# Text section
————

Task force explores mental health reporting for gun checks

By Janine Weisman
January 1st, 2014

The gun violence prevention advocacy group Mayors Against Illegal Guns calls Rhode Island a “worst performing state” for its failure to share mental health records with the federal gun background checks database.

Now a task force is taking an in-depth look at the confidentiality statute preventing the Ocean State from submitting records to the National Instant Criminal Background Check System (NICS). The 20-member Joint Behavioral Health and Firearms Safety Task Force has been meeting twice a month since last October and has a January 31 deadline to submit a report to the General Assembly with recommendations for new legislation.

The task force was created by legislation submitted by co-chairs Rep. Deborah Ruggiero (D-Dist. 74, Jamestown, Middletown) and Senate co-sponsor Sen. Catherine Cool Rumsey (D-Dist. 34, Exeter, Charlestown, Hopkinton, Richmond, West Greenwich) as part of a 2013 gun safety legislative package following the mass shooting at Sandy Hook Elementary School in Newtown, Conn. The task force includes lawmakers, mental health advocates, law enforcement officials and members of the Federated Rhode Island Sportsmen’s Club.

“Current mental health law in Rhode Island drafted in 1975 prohibits disclosure of mental health records unless a person or guardian relinquishes that right and no person admitted or certified to any facility shall be deprived of any constitutional or civil rights,” Ruggiero explains. “So the law is real clear.”

————

# Source data

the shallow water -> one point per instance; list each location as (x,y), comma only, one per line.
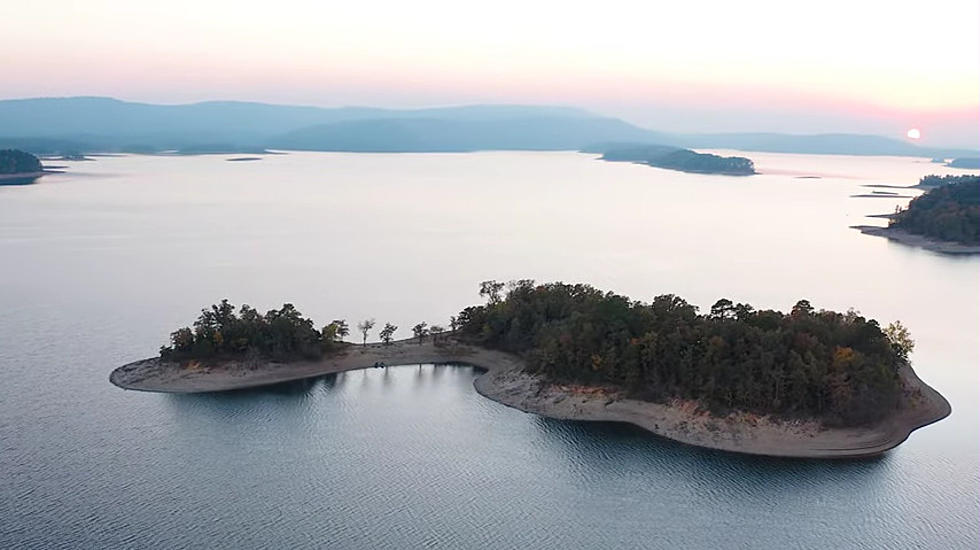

————

# Exercise instructions
a - In the article on the Rhode Island gun-check task force, by what date must the task force submit its report to the General Assembly?
b - Extend the article on the Rhode Island gun-check task force, starting right after its final sentence.

# Answers for the exercise
a - January 31

b -
“1975 was certainly a very different time than 2013. And when you look at what’s happened since 2007, we’ve had over 26 mass shootings in this country,” Ruggiero adds.

Both Ruggiero and Cool Rumsey want to protect privacy and ensure a means of legal recourse for those who feel wrongly disqualified from purchasing a gun. Cool Rumsey says information the state would submit to NICS should be “as little as possible” and not go into detail about a mental health diagnosis or date of diagnosis or treatment.

“A yes or no answer’s fine. I don’t need to know what their issue is. It could be a whole range of things. That’s nobody’s business,” Cool Rumsey adds.

“We do not want any unintended consequences like discouraging someone from seeking mental health treatment when they need it,” Ruggiero says.

The NICS database was established by the Brady Handgun Violence Prevention Act of 1993 to reveal if a prospective buyer is legally barred from owning a firearm. Reasons could include a felony conviction, outstanding arrest warrant, domestic violence-related restraining order against them, dishonorable military discharge, living in the U.S. illegally or having renounced U.S. citizenship, court ruling declaring them mentally incompetent, history of drug use or involuntary commitment to a mental institution.

Mental health records submitted to NICS do not include any medical information regarding diagnoses, according to FBI spokesman Stephen G. Fischer, Jr. He says a gun dealer conducting a background check would receive one of three responses: a “proceed” or a “deny” or a “delay.”

FBI data released to Mayors Against Illegal Guns show significant reporting gaps. Of the more than one million records submitted to the NICS database between October 31, 2012 and May 31, 2013, 87 percent came from just two states: Pennsylvania and New Jersey. Fifteen states have reported fewer than 100 mental health records to NICS since its inception 20 years ago. Rhode Island submitted zero, Massachusetts only one and New Hampshire just two.